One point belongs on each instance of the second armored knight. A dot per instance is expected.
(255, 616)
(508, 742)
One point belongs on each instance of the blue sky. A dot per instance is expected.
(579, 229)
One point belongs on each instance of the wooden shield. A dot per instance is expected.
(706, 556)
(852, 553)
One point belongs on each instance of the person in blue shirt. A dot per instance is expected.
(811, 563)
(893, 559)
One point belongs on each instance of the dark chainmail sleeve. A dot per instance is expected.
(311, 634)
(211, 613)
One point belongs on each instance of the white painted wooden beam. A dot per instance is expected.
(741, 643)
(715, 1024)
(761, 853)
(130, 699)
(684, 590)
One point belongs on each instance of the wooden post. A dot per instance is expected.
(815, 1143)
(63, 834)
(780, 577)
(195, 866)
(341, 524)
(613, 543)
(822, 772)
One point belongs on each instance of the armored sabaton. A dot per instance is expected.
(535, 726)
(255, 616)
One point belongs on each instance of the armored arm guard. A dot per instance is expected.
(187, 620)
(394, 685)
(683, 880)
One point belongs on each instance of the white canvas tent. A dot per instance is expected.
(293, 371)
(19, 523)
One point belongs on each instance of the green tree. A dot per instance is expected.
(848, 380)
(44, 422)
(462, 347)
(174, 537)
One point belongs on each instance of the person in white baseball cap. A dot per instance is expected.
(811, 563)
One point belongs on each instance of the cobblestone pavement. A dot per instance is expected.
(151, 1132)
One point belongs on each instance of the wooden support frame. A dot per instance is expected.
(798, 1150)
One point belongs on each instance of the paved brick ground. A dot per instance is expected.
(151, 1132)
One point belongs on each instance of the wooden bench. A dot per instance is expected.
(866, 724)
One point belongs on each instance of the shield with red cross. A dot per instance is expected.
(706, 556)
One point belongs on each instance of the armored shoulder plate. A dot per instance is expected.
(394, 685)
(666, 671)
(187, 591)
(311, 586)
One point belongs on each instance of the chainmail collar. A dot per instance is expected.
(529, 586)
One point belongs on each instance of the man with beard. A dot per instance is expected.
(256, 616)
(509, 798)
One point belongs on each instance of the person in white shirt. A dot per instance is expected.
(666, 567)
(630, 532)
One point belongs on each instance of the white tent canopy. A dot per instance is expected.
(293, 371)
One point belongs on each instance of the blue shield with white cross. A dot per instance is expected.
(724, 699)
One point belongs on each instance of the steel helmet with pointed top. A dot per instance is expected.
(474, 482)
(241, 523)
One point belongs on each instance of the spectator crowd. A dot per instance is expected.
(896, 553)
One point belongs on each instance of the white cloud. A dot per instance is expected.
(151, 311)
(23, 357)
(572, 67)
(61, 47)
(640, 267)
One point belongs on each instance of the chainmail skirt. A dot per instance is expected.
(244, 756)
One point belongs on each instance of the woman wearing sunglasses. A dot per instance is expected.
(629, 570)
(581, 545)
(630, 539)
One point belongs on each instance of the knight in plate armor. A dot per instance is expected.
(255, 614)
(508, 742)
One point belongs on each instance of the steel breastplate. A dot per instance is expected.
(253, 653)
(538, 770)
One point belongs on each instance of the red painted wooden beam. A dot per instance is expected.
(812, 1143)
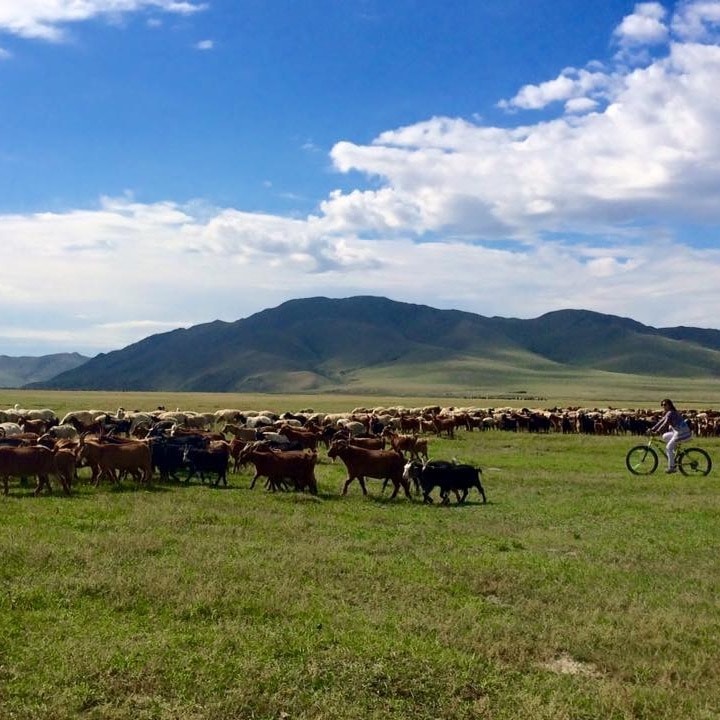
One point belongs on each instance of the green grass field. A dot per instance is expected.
(578, 591)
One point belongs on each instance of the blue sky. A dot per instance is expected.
(165, 163)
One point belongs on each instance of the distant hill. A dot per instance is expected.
(323, 345)
(18, 371)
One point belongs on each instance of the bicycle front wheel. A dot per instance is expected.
(641, 460)
(694, 461)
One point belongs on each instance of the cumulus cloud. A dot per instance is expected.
(588, 208)
(45, 19)
(645, 26)
(631, 143)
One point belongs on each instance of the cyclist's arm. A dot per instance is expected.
(661, 423)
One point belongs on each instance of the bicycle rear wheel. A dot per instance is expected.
(641, 460)
(694, 461)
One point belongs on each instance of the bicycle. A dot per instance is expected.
(691, 461)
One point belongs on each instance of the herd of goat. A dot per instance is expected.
(390, 444)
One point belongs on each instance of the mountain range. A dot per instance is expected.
(369, 343)
(18, 371)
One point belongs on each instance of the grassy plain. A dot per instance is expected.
(578, 591)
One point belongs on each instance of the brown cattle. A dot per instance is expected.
(362, 463)
(411, 444)
(279, 466)
(26, 461)
(307, 438)
(109, 459)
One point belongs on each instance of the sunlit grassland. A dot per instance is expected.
(411, 388)
(578, 591)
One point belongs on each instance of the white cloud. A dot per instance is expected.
(45, 19)
(645, 26)
(587, 209)
(697, 21)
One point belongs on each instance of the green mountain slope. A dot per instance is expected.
(319, 344)
(18, 371)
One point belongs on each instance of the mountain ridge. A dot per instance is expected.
(321, 344)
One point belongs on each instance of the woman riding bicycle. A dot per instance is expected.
(677, 431)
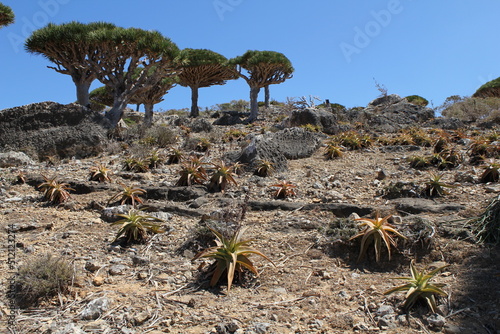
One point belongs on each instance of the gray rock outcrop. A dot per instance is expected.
(290, 143)
(51, 129)
(390, 114)
(13, 159)
(326, 121)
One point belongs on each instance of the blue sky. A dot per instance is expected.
(426, 47)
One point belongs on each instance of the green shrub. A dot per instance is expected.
(41, 278)
(489, 89)
(417, 100)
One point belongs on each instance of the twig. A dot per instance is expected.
(457, 312)
(175, 291)
(367, 310)
(308, 277)
(280, 302)
(420, 324)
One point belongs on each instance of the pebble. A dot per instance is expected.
(261, 327)
(98, 281)
(95, 308)
(92, 266)
(384, 310)
(117, 269)
(436, 320)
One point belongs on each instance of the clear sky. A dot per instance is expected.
(432, 48)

—————

→ **Exercise task**
Please reproduce nothing but the lines from the one containing "One point belongs on each instance of the woman riding" through the closing line of the listing, retyped word for word, pictures excluded.

→ **Complete response**
One point belongs on each instance of the woman riding bicycle. A dot per instance is expected.
(677, 431)
One point belongs on each instance of the gray rock outcrop. A dot per instance is expected.
(290, 143)
(51, 129)
(390, 114)
(13, 159)
(326, 121)
One point belongs on each instance of the blue sky. A dot per instance is expected.
(426, 47)
One point belongs on each instance of the green shrub. A dot per instance is expected.
(41, 278)
(489, 89)
(417, 100)
One point belongs on each instance of the twig. A dot per instance is expected.
(457, 312)
(175, 291)
(367, 310)
(308, 277)
(280, 302)
(420, 324)
One point belongs on each instance of the pebble. A dot per instance is expected.
(261, 327)
(98, 281)
(95, 308)
(92, 266)
(384, 310)
(117, 269)
(436, 320)
One point belongs on each instance of the clear sky. A dot per instance is expected.
(432, 48)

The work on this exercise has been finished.